*Excerpted records*:
*** Begin section ***

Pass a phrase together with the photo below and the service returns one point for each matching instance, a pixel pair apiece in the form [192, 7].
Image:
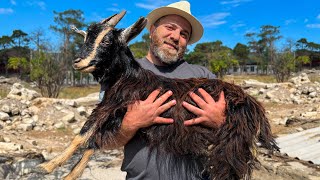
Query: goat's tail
[234, 153]
[77, 170]
[78, 141]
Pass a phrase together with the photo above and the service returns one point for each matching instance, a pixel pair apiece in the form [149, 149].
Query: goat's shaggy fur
[227, 152]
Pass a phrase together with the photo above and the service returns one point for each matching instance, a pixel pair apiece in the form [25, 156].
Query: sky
[224, 20]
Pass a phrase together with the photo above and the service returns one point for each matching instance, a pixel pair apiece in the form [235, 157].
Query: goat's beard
[165, 55]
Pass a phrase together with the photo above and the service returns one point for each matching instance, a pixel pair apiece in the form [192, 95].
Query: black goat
[228, 152]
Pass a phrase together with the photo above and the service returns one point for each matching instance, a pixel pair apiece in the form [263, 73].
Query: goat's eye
[104, 44]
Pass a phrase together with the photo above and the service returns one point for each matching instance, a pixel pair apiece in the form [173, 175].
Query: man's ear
[152, 29]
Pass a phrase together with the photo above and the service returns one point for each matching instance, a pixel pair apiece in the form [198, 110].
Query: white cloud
[6, 11]
[40, 4]
[237, 25]
[290, 21]
[146, 6]
[234, 3]
[113, 9]
[13, 2]
[313, 26]
[152, 4]
[214, 20]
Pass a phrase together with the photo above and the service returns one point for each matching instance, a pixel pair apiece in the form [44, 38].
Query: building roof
[304, 145]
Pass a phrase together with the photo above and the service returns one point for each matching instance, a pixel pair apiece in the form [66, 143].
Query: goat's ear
[113, 20]
[131, 32]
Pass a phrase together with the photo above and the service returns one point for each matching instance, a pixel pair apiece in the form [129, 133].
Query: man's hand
[210, 113]
[141, 114]
[146, 113]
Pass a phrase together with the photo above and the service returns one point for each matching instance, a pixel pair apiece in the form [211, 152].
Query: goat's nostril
[77, 60]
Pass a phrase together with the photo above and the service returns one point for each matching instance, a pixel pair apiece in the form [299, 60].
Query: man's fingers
[221, 97]
[162, 120]
[195, 110]
[197, 99]
[153, 96]
[166, 106]
[163, 98]
[193, 121]
[206, 96]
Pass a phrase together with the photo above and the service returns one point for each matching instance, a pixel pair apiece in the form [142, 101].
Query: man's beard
[166, 56]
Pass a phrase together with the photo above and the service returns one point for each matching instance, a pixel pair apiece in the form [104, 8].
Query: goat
[227, 152]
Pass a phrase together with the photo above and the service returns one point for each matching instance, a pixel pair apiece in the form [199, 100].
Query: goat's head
[101, 42]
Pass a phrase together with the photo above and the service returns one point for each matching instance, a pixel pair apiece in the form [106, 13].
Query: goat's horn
[115, 19]
[74, 28]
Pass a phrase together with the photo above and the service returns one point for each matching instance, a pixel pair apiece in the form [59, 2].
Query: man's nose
[175, 35]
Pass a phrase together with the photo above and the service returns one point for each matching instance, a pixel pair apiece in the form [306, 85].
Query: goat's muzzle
[83, 65]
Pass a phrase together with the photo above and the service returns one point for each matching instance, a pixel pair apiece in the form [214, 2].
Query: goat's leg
[48, 167]
[78, 169]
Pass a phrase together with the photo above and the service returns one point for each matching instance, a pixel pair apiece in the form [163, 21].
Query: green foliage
[262, 45]
[17, 63]
[48, 71]
[5, 41]
[221, 61]
[286, 63]
[19, 37]
[140, 48]
[203, 52]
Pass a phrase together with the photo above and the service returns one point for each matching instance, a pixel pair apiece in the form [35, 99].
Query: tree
[221, 61]
[140, 48]
[202, 52]
[241, 52]
[47, 71]
[5, 41]
[18, 63]
[63, 20]
[19, 37]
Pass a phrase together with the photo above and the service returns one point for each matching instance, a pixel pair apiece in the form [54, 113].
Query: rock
[1, 138]
[313, 94]
[309, 114]
[280, 121]
[33, 142]
[20, 93]
[269, 95]
[71, 103]
[70, 118]
[4, 116]
[25, 127]
[6, 139]
[76, 130]
[81, 110]
[301, 79]
[33, 110]
[5, 108]
[5, 169]
[59, 125]
[10, 146]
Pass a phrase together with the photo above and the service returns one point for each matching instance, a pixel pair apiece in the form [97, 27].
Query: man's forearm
[120, 139]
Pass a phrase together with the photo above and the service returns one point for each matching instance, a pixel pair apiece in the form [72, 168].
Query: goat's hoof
[41, 169]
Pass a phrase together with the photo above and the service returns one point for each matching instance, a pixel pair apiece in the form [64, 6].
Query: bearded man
[171, 29]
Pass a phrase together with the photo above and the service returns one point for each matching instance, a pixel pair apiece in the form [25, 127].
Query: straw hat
[181, 8]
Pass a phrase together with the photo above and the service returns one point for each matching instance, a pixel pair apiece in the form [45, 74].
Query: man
[171, 28]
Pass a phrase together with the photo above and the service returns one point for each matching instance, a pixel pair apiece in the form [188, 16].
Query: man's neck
[154, 60]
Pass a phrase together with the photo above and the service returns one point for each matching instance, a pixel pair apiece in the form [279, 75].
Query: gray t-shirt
[142, 164]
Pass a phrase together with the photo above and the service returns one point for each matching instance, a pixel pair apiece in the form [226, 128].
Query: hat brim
[197, 29]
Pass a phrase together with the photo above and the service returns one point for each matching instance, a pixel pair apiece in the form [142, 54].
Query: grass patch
[78, 91]
[4, 92]
[238, 79]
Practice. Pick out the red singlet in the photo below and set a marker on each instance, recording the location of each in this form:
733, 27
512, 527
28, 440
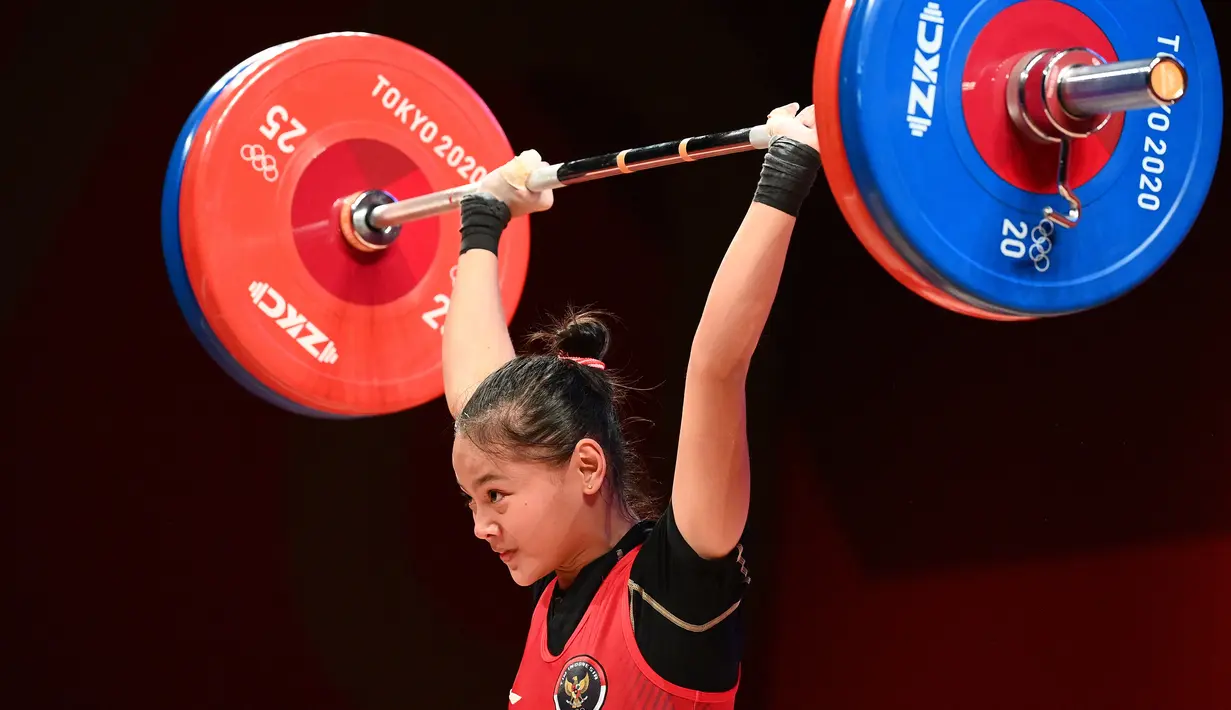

*** End section ***

*Exercise*: Leaving the images out, print the records above exactly.

*Expected answer*:
Pass a phrase together with the photo below and the service returns one point for each matching instance, a pixel pair apiece in the form [192, 7].
Image:
Query: goat's tail
[234, 153]
[77, 170]
[78, 141]
Pass a phrase together with the photo above and the service returns one point for each matching instance, a pixel pair apiece in the form [149, 149].
Query: goat's shaggy fur
[227, 152]
Pass a phrase together with the photo above and the service returns one point for each matching instance, a pixel pair apiece in the form [25, 156].
Query: sky
[224, 20]
Pass a phrase together with the photo above and the service returns one point for each matching instance, a pixel pair apiece in the form [235, 157].
Query: goat's beard
[165, 55]
Pass a phrase together with the photo above and the service returns one point for each matching instance, a pixel pair apiece in the form [192, 95].
Query: black goat
[228, 152]
Pass a phrase together with the photo above and the service returns one point for each matching instance, a pixel pair apiece in the form [263, 73].
Query: goat's eye
[104, 44]
Pass a phrase together with the photo above and the service returns one point for each matching instance, a pixel pair apiece in the form [173, 175].
Query: man's ear
[152, 29]
Pass a phrase together with the photo above and the service returns one point for each matching instance, a pixel pair apiece in the form [198, 110].
Query: white cloud
[6, 11]
[40, 4]
[237, 25]
[290, 21]
[146, 6]
[234, 3]
[113, 9]
[13, 2]
[313, 26]
[152, 4]
[214, 20]
Pass a phrase together with the photo above and the service returns one point for each matching instance, a pixel pair apiece in the form [44, 38].
Query: building roof
[304, 145]
Pass a phrase together with the photo above and the service returns one point for each matching instance, a pixel pair apiece in the form [66, 143].
Query: goat's ear
[113, 20]
[131, 32]
Pass a phrase together with the photo above and the service returns one point for each matching instance, a pixel pair apiece in the form [129, 133].
Query: man's hand
[210, 113]
[141, 114]
[146, 113]
Pass a phrase together with the photo above and the service returns one point for each matching instance, a pixel pair apiece in the form [211, 152].
Query: goat's nostril
[77, 60]
Pass a phrase together with the photo above and the service returns one point for each matching instance, a pixel pair apiece in the form [299, 60].
Query: man's fingers
[221, 97]
[162, 120]
[195, 110]
[197, 99]
[153, 96]
[166, 106]
[163, 98]
[193, 121]
[206, 96]
Pass a phrase together with the photo above and the service returns one point for each matching instance, a pixel pair apiece in the form [142, 101].
Query: man's beard
[166, 56]
Pass a phrase together with the photo above and the service returns one point for each matching instance, a pixel pair apiece in the form [104, 8].
Query: goat
[227, 152]
Pass a phrase together with the photo above and the service returns one point for each matching instance, a pixel pair apiece in the form [199, 100].
Query: goat's head
[101, 42]
Pass a phrase together with the photo above and the service returns one point for each matching instance, a pixel pair apiece in the form [106, 13].
Query: goat's horn
[115, 19]
[74, 28]
Pass a phrase together with the photo above and the service returns one point for each matching instance, a pixel pair apiece in the form [59, 2].
Query: man's nose
[175, 35]
Pass a phrase together with the photo above and the service returns one point for each matching instance, a pixel pair apiece in the form [306, 85].
Query: goat's muzzle
[83, 65]
Pass a phrase together with the photo above and the service returns one point for each matching instance, a pixel pair apiece in the form [214, 2].
Query: goat's leg
[48, 167]
[78, 169]
Pass a phrase together with the photo above and the service returns one point for each matching instance, a pixel pair apiece in the form [163, 21].
Query: green foliage
[262, 45]
[17, 63]
[48, 71]
[5, 41]
[221, 61]
[286, 63]
[19, 37]
[140, 48]
[203, 52]
Pass a phrase together with the photo above and the service returns one point for each matching instance, a pixel pair apiece in the form [35, 99].
Query: tree
[221, 61]
[140, 48]
[202, 52]
[241, 52]
[47, 71]
[5, 41]
[18, 63]
[63, 20]
[19, 37]
Pass a phrase together with the photo above and the service returns one point for each matching instance, a pixel pair apiece in the form [54, 113].
Query: rock
[1, 138]
[313, 94]
[309, 114]
[280, 121]
[33, 142]
[20, 93]
[269, 95]
[71, 103]
[70, 118]
[4, 116]
[25, 127]
[6, 139]
[76, 130]
[81, 110]
[301, 79]
[33, 110]
[5, 108]
[5, 169]
[59, 125]
[10, 146]
Pass a phrase together with the photo above and the service returns one point for each matching instance, a pixel pair apiece in the form [97, 27].
Query: man's forearm
[120, 139]
Pass a phrase together with the photo above and the service returns one point for each matching instance, a pixel pair apiece in the form [72, 168].
Query: goat's hoof
[41, 169]
Pass a phrase together with the photo above and the service returns one point for each matching instance, a pixel pair apiece in the form [64, 6].
Query: bearded man
[171, 29]
Pass a phrase together with the photo above and the service returns one point for each matching instance, a pixel pair apiece in the form [25, 127].
Query: straw hat
[181, 8]
Pass a phrase together with the photo above and the service returns one point for each matching instance, a pixel pair apiece in the form [45, 74].
Query: man
[171, 28]
Pass a phrase together with the photo above and the service returns one point for each matching instance, a pixel pair apiece in the form [188, 16].
Query: man's neck
[154, 60]
Pass a phrase together with the photo above and the service returns one point for each matching instance, a pixel pair apiece in the form [279, 75].
Query: gray t-shirt
[142, 164]
Pass a phrase together with the photo above and the service returns one point for each matching instance, a pixel pair apiece in the form [226, 128].
Query: hat brim
[197, 29]
Pass a phrase together with the photo above and the service returns one point for each matching instance, a pixel pair apiece in the form [142, 54].
Query: grass patch
[78, 91]
[4, 92]
[238, 79]
Practice. Pick out the red singlet in the photo below and set a marker on each instance, recording the location of each in this form:
733, 27
512, 527
28, 440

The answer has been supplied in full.